** Begin INPUT FOR THIS TASK **

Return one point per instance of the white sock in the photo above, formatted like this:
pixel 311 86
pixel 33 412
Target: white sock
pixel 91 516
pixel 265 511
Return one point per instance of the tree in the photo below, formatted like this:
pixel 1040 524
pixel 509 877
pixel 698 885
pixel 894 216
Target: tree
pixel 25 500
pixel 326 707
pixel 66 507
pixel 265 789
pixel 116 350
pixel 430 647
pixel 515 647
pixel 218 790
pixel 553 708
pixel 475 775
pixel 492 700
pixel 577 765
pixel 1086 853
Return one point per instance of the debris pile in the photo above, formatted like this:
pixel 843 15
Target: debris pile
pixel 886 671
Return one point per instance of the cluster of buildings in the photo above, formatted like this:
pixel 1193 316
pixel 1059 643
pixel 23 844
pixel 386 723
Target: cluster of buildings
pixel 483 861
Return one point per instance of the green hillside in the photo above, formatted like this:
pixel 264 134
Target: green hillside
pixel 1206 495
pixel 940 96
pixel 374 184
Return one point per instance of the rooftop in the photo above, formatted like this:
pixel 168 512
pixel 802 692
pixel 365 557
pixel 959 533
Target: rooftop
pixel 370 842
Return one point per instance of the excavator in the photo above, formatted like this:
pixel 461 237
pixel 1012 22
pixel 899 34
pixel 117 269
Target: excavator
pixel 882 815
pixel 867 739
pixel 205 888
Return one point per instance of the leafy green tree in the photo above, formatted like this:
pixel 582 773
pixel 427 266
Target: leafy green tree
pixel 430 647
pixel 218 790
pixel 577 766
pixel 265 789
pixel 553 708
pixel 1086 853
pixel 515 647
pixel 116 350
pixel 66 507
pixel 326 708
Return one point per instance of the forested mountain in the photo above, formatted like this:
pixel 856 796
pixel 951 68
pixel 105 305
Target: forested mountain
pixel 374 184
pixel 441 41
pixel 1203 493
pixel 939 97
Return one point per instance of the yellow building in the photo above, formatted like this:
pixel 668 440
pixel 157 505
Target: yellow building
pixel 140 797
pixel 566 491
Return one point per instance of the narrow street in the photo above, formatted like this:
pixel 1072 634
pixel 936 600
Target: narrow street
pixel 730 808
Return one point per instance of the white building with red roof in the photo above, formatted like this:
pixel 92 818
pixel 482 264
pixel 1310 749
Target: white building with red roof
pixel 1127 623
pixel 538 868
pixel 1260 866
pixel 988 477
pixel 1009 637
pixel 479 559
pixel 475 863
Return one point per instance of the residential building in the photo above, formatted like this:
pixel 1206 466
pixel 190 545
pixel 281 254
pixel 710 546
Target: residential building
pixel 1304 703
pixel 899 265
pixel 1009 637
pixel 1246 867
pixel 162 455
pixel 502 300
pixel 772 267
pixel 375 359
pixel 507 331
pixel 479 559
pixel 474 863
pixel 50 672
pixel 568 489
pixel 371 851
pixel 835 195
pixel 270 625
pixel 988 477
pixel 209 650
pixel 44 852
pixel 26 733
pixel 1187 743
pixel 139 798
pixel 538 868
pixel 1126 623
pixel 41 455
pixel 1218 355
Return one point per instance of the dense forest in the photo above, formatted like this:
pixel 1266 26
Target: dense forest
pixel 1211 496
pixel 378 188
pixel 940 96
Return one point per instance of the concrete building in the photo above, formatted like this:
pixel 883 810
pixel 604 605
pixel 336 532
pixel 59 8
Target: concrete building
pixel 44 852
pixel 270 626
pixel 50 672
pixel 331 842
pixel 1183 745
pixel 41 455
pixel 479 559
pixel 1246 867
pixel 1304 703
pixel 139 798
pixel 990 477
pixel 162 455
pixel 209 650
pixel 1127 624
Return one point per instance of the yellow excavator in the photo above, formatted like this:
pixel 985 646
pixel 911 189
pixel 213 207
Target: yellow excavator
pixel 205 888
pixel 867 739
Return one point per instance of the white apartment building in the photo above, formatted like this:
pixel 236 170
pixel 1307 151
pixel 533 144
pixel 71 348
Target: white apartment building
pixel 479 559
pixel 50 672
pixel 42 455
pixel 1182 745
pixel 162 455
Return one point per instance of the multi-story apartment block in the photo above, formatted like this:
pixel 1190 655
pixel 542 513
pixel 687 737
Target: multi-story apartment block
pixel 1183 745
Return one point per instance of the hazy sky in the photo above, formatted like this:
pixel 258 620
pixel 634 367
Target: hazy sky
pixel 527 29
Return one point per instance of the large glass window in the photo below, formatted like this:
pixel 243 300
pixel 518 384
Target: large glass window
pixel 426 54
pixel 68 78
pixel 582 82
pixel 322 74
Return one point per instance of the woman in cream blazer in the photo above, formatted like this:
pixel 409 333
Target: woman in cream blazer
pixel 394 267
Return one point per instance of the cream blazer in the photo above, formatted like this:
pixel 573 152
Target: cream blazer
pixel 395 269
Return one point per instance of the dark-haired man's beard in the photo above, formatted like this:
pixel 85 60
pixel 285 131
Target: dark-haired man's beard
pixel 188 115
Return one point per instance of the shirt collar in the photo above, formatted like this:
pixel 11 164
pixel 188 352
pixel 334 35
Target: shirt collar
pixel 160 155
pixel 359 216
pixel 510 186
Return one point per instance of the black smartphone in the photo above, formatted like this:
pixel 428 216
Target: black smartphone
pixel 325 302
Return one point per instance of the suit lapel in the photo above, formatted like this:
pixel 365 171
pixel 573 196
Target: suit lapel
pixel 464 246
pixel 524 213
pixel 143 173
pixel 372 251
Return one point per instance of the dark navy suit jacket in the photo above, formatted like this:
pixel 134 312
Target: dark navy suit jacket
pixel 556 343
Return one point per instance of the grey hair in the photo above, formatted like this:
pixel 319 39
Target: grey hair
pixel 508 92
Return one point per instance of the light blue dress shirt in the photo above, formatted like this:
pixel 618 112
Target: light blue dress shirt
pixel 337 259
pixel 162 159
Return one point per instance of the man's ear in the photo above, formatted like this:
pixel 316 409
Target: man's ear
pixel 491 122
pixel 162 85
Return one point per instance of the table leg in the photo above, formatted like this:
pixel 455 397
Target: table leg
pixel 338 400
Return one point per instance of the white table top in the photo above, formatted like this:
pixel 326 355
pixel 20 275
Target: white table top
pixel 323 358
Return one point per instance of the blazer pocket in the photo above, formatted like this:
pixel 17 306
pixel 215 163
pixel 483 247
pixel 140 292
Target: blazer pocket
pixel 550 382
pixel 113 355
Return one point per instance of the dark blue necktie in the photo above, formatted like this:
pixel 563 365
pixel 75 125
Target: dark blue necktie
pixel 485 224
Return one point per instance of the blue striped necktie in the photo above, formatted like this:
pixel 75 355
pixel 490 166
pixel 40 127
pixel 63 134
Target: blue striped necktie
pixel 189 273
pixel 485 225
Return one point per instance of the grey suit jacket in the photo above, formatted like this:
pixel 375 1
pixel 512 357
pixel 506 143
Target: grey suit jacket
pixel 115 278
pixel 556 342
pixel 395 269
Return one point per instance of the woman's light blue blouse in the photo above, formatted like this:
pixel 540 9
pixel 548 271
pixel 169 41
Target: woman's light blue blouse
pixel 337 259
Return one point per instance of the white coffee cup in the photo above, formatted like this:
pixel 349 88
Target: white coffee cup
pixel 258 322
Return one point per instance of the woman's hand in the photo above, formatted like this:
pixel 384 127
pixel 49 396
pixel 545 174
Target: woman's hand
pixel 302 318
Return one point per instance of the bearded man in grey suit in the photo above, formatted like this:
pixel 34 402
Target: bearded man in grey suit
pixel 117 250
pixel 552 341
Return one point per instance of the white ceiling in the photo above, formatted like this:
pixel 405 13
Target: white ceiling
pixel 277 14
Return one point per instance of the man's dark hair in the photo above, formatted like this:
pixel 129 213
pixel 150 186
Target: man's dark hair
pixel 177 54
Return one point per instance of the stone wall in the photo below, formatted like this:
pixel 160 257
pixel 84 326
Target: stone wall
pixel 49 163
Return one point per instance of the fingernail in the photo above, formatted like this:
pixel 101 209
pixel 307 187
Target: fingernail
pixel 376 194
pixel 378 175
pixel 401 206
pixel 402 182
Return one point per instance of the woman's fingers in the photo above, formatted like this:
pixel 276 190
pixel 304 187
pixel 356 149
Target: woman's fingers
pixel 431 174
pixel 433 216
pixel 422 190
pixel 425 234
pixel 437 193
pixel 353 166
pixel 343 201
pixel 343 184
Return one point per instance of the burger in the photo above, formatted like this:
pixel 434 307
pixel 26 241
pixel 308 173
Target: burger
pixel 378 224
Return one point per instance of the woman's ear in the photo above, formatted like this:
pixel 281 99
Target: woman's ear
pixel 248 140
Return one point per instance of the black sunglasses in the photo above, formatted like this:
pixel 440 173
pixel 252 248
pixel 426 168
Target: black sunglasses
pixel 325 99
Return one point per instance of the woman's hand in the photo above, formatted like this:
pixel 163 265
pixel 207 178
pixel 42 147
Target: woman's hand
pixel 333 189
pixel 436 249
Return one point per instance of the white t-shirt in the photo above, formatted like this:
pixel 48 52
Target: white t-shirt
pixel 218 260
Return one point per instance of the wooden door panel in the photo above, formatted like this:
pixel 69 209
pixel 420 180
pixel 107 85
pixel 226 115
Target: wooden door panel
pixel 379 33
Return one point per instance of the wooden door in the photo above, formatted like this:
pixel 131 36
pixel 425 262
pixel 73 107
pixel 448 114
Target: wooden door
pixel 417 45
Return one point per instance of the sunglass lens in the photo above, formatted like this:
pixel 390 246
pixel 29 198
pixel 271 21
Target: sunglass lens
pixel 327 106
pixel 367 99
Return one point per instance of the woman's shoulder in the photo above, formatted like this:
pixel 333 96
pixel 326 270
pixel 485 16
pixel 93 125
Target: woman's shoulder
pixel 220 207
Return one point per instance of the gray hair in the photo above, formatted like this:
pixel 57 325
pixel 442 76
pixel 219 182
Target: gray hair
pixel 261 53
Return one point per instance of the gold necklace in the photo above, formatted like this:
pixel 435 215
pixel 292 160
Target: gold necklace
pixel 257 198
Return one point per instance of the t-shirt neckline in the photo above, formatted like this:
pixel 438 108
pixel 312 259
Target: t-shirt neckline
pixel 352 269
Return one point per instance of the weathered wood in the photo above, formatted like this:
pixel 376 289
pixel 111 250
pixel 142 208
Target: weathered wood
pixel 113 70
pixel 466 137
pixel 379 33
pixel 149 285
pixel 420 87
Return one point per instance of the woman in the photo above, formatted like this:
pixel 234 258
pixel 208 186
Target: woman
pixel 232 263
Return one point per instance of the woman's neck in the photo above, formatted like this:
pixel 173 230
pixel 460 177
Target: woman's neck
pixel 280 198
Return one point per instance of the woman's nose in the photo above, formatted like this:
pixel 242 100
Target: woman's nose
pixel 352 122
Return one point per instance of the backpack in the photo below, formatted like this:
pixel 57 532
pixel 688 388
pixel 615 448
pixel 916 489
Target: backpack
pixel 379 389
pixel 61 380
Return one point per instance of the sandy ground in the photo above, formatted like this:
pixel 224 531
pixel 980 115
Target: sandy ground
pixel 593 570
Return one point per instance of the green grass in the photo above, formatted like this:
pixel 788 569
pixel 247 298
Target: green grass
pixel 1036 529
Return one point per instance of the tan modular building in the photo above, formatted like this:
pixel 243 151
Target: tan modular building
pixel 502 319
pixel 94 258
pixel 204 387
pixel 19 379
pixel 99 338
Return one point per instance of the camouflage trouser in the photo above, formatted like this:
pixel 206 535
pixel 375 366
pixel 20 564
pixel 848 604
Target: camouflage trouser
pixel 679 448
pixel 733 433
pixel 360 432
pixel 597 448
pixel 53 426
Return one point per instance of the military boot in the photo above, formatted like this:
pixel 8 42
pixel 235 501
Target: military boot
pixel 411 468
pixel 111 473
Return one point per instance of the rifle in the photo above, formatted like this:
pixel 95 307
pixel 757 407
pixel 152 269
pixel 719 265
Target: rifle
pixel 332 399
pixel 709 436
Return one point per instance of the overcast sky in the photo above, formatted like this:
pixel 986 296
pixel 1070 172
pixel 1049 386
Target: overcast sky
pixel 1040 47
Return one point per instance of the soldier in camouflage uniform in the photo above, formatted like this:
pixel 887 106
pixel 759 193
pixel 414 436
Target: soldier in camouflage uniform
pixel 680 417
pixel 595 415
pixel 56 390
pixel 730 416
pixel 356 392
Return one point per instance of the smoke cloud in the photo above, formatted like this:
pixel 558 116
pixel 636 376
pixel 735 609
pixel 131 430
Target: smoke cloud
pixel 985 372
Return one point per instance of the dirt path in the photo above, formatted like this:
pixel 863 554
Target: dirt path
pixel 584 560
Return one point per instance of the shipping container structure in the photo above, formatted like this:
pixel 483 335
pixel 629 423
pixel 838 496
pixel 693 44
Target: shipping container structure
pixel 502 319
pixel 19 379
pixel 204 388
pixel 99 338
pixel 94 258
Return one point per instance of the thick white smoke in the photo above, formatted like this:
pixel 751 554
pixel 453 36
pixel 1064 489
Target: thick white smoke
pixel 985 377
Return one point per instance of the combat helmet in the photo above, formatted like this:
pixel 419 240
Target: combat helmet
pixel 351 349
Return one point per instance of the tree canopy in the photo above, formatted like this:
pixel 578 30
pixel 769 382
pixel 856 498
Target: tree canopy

** End INPUT FOR THIS TASK **

# REQUIRED WORK
Can you give again, word for word, the stretch of lines from the one containing "Return one point per instance of the white t-shirt" through the one containing "pixel 218 260", both included?

# EXPECTED ANSWER
Return one point per instance of the white t-shirt in the photo above, formatted like this:
pixel 48 52
Target: white t-shirt
pixel 218 260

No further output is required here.